# AUD/USD futures



## arruga (30 September 2015)

Hi
I got all my money in USD and trade USD-based instruments in the US, using IB as platform (being an australian tax resident). Now, I want to trade AUD.USD futures, or any other Fx pair for that matter, but IB informs me about changes in regulation that Fx are no longer tradable for australian residents and can't have margin accounts ?? Well, this would render IB pretty useless to me, but like their low low brokerage commissions....anybody knows more about this ? recommendations/suggestions ? change broker platform ? to which ?
thanks


----------



## Roller_1 (30 September 2015)

arruga said:


> Hi
> I got all my money in USD and trade USD-based instruments in the US, using IB as platform (being an australian tax resident). Now, I want to trade AUD.USD futures, or any other Fx pair for that matter, but IB informs me about changes in regulation that Fx are no longer tradable for australian residents and can't have margin accounts ?? Well, this would render IB pretty useless to me, but like their low low brokerage commissions....anybody knows more about this ? recommendations/suggestions ? change broker platform ? to which ?

DATA SUPPLIED>
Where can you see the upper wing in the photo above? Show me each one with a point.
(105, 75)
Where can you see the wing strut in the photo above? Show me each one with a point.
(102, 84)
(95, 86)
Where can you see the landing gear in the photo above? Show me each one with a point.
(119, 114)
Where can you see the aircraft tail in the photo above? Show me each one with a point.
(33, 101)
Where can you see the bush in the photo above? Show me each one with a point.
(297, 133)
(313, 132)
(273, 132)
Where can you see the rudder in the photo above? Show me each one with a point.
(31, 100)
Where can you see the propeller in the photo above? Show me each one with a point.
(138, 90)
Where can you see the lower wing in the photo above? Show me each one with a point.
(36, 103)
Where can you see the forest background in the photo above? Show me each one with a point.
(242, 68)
...
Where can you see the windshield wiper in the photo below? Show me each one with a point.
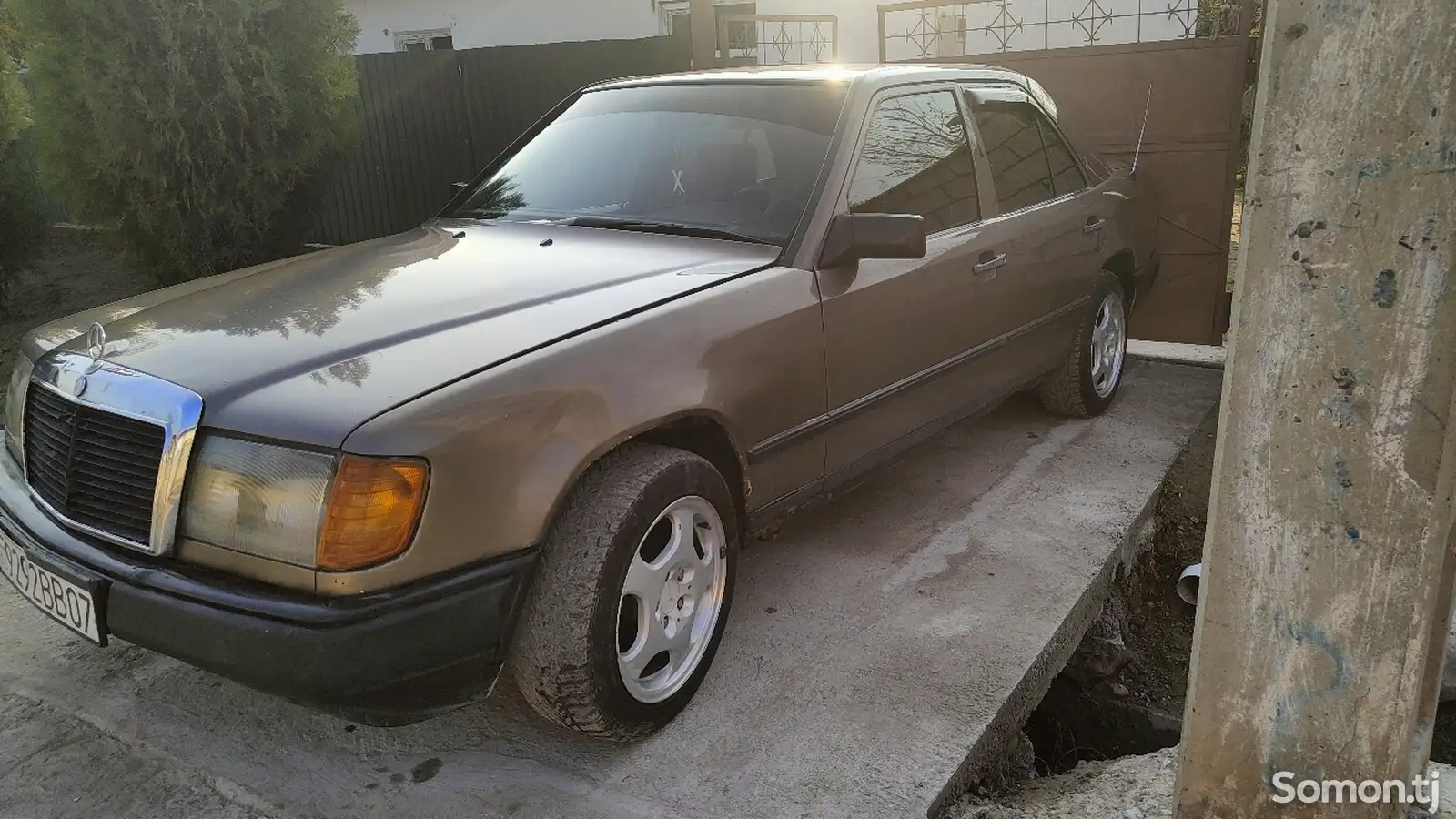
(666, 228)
---
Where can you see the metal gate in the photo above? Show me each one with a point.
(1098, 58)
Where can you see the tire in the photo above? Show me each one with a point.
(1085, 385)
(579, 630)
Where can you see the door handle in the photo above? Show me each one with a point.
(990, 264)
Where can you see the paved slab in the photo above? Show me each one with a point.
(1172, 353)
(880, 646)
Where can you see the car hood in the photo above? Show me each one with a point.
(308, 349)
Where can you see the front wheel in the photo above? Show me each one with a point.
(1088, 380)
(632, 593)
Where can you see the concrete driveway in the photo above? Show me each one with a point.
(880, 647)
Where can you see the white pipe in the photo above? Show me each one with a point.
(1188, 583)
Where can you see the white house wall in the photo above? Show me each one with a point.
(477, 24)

EXERCISE BRIEF>
Answer these questions about the forum thread on AUD/USD futures, one per line:
1. Which platform does arruga use for trading?
2. What does arruga like about that platform?
3. Who posted the reply, and on what date?

WRITTEN RESPONSE>
1. Arruga uses IB as the trading platform.
2. Arruga likes its low brokerage commissions.
3. Roller_1 posted the reply on 30 September 2015.